• **DATA SUPPLIED**
--------------------------------------------------

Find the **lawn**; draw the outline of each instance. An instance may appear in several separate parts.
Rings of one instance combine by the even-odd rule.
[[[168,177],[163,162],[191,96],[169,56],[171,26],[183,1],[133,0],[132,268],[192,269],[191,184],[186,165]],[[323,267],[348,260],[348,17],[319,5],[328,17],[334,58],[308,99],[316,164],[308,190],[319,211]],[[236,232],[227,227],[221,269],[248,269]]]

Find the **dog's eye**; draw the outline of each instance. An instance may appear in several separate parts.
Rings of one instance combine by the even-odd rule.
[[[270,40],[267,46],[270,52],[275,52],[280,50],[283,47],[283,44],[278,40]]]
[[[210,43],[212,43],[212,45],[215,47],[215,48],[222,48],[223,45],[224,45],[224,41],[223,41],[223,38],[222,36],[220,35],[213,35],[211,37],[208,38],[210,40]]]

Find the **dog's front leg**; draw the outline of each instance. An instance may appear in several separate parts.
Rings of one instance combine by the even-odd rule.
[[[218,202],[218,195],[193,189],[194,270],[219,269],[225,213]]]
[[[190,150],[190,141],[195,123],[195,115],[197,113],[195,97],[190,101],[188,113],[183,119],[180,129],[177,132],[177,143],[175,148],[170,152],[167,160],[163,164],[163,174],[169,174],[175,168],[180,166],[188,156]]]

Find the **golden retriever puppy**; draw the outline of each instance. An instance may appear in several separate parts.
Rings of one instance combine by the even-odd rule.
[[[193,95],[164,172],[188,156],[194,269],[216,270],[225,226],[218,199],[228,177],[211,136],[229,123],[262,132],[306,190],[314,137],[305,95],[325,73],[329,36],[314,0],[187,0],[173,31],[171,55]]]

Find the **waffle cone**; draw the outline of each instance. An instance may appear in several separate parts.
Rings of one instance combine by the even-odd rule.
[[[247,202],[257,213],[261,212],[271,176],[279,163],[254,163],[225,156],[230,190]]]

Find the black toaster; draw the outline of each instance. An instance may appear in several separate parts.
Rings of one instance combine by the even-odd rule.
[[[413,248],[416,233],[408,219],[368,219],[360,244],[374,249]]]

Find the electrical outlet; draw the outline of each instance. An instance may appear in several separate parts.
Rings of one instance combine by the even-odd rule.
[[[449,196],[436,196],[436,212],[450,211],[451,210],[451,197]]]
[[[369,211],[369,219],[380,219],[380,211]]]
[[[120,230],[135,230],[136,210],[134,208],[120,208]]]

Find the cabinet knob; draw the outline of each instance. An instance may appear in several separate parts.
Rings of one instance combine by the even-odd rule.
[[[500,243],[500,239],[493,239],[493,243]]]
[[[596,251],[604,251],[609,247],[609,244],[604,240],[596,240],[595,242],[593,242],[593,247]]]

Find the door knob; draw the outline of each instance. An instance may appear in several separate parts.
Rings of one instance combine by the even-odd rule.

--------------------------------------------------

• **WORK REQUEST**
The expected answer is one number: how many lines above contain "knob".

• **ANSWER TO THE EXERCISE**
2